◆ Text for analysis:

On replacing Andrew Bogut’s interior presence:
Ekpe [Udoh] and Larry [Sanders] – they’re two of the better shot block per minute guys in the league. Sam [Dalembert] is always a good shot blocker. John Henson could be a good shot blocker. Joel [Przybilla] has always patrolled the paint at a high level. So, we should be very hard to score on in the interior. Bogues was one of those rare guys – he could block shots and take charges. There aren’t too many guys that do both of those things, and hopefully we can make up for it with some other guys.
On his goals for the upcoming season:
We want to be up in the top-10, maybe even the top-five, defensive teams. If you’re a perennial 55-game winning team, you have home court every year, you’re knocking on the door, and you come in and say our goal is to win the title – I think that’s realistic. We want to be in a position where we can be one of those teams who say that going into the season. In order to do that, we have to statistically get better, and there’s no reason we can’t. We can get better defensively.
On his offensive philosophy:
I like to give guys a lot of freedom offensively and let them use their talents and express themselves. We want to execute late in games, and put a priority on that, but I don’t want guys to feel encumbered by too many offensive demands. However, on the other end, we have a standard – we want to set a high bar – and we want rise up and meet that standard.
On whether his contract status will impact the team this season:
I really can’t see it having any effect. We’ve got multiple players in the last year of their deals. I played in the last year of my deal before as a player. I wouldn’t be very genuine if I expected guys to perform on the floor in the last year of their deals and think, somehow, it’s something that’s going to affect me. I also think it’s a pretty significant slap in the face of the players when people assume players are going to lay down because a coach is in their last year [of his contract]. You have a pretty low opinion of NBA players or sports teams if you think that. My opinion is much higher than that.

◆ Questions:
[1] Reproduce the interview excerpt word for word between "On replacing Andrew" and "some other guys.", inclusive.
[2] In the interview excerpt, which two players are called two of the better shot block per minute guys in the league?

◆ Given entries:
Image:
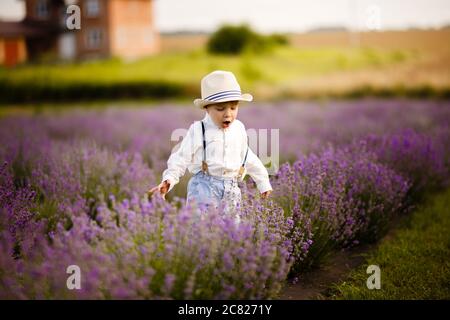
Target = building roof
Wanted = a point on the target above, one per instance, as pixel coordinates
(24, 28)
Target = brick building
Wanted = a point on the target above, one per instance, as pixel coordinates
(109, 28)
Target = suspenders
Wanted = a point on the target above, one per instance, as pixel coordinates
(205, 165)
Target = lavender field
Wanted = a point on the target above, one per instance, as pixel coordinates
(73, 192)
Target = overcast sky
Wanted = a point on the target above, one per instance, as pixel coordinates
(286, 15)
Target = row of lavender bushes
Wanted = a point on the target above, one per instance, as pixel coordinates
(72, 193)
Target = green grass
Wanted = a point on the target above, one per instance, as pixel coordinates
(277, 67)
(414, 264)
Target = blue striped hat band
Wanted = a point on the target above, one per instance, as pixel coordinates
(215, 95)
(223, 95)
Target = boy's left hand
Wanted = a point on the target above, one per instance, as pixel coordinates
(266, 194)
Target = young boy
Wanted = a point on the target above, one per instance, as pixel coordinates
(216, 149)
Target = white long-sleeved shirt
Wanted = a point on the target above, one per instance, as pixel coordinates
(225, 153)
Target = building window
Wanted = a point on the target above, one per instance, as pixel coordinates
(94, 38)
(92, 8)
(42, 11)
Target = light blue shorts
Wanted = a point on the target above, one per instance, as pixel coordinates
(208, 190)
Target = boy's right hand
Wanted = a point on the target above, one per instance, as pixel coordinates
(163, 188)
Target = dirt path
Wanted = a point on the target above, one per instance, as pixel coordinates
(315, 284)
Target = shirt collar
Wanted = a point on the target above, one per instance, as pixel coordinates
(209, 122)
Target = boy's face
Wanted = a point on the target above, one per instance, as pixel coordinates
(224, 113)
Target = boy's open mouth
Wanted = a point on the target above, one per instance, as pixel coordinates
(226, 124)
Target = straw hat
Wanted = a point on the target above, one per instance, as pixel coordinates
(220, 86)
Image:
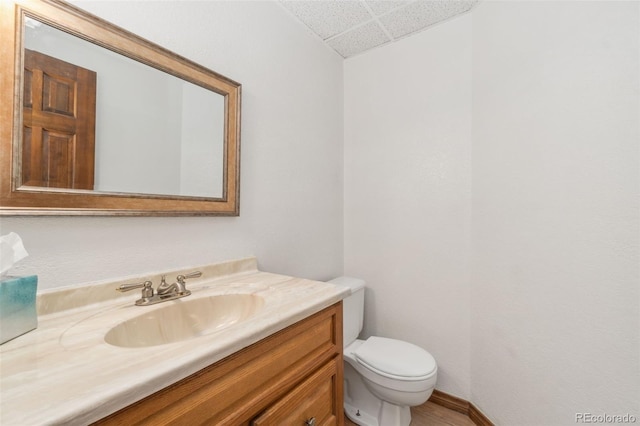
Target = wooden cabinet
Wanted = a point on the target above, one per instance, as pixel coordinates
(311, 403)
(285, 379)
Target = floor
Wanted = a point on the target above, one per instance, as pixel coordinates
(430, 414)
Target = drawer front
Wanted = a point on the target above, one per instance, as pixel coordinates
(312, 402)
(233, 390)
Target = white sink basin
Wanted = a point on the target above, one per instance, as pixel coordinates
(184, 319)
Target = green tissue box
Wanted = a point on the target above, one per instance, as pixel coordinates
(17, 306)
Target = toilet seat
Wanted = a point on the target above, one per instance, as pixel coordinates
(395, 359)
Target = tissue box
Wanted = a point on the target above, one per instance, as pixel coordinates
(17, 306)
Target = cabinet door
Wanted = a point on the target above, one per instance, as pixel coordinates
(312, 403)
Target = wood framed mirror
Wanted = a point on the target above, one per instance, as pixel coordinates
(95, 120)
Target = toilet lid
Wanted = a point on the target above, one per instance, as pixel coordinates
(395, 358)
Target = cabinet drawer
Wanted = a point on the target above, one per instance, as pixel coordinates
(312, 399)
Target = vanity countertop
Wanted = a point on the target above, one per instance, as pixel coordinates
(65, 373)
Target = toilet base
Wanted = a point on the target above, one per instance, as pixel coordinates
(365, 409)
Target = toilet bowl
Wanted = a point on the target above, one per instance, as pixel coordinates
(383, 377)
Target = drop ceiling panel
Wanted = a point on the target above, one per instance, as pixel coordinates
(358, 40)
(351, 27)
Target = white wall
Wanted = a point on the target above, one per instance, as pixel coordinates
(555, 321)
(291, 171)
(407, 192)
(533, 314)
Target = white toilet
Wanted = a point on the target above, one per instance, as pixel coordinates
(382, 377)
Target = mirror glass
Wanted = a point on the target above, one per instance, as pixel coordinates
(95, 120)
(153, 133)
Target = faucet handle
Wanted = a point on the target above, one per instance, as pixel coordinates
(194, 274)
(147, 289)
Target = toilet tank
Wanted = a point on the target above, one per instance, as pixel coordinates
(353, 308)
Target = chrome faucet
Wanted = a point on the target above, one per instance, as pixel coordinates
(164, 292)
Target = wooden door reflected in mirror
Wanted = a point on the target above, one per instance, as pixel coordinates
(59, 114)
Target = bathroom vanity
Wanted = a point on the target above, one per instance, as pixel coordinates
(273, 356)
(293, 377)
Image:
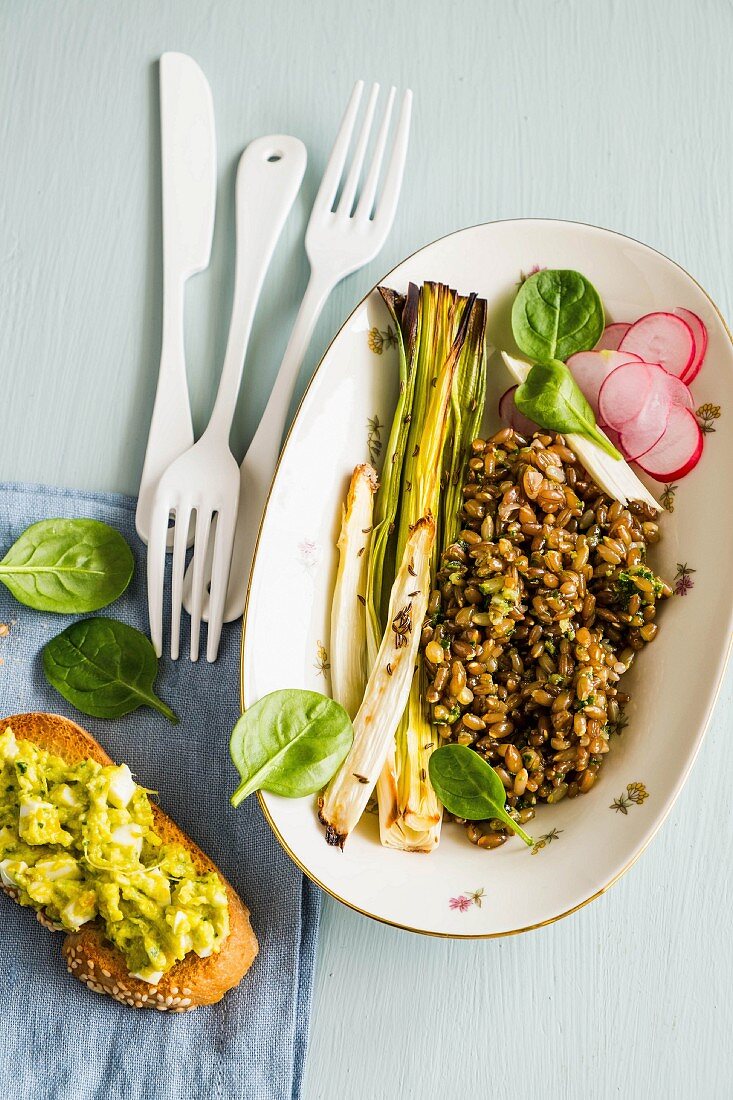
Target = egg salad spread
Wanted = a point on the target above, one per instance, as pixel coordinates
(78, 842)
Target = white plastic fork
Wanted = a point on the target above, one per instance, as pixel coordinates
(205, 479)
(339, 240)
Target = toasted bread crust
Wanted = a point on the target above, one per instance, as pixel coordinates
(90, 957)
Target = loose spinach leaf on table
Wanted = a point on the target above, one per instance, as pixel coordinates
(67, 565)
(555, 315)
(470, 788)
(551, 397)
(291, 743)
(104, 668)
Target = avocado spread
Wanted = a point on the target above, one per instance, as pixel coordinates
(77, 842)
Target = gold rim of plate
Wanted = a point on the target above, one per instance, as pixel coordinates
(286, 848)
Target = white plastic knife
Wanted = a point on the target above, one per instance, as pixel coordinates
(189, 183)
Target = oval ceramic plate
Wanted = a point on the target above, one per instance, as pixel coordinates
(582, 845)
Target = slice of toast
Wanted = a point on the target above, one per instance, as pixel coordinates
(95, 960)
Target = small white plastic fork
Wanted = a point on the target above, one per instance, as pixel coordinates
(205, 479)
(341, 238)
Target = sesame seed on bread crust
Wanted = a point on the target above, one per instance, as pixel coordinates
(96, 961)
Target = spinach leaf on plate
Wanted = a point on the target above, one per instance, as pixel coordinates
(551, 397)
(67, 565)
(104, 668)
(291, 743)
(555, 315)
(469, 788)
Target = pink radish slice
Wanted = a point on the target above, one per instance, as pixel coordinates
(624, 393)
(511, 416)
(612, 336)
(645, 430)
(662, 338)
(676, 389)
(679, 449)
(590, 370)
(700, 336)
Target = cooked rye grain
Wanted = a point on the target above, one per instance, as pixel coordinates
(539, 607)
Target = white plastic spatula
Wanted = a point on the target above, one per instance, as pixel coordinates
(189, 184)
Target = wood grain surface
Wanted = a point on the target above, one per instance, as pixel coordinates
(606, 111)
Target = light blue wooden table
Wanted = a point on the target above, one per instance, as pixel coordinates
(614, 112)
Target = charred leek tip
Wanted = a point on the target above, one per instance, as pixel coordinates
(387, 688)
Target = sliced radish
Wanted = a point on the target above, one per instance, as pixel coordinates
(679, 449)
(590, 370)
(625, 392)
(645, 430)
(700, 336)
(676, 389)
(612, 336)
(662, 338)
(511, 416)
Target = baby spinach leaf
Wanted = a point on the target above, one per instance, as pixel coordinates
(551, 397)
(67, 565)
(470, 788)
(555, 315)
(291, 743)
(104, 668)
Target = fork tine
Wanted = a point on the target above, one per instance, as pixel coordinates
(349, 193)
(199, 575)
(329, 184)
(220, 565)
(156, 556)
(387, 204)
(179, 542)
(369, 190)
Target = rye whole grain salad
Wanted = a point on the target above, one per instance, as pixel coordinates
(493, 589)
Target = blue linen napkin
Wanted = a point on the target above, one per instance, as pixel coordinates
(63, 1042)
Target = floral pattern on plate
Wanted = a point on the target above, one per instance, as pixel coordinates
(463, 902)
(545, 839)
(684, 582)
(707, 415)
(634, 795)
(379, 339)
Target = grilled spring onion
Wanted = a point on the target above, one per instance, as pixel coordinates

◆ List of solutions:
[1]
On replacing Andrew Bogut’s interior presence:
Ekpe [Udoh] and Larry [Sanders] – they’re two of the better shot block per minute guys in the league. Sam [Dalembert] is always a good shot blocker. John Henson could be a good shot blocker. Joel [Przybilla] has always patrolled the paint at a high level. So, we should be very hard to score on in the interior. Bogues was one of those rare guys – he could block shots and take charges. There aren’t too many guys that do both of those things, and hopefully we can make up for it with some other guys.

[2] Ekpe Udoh and Larry Sanders.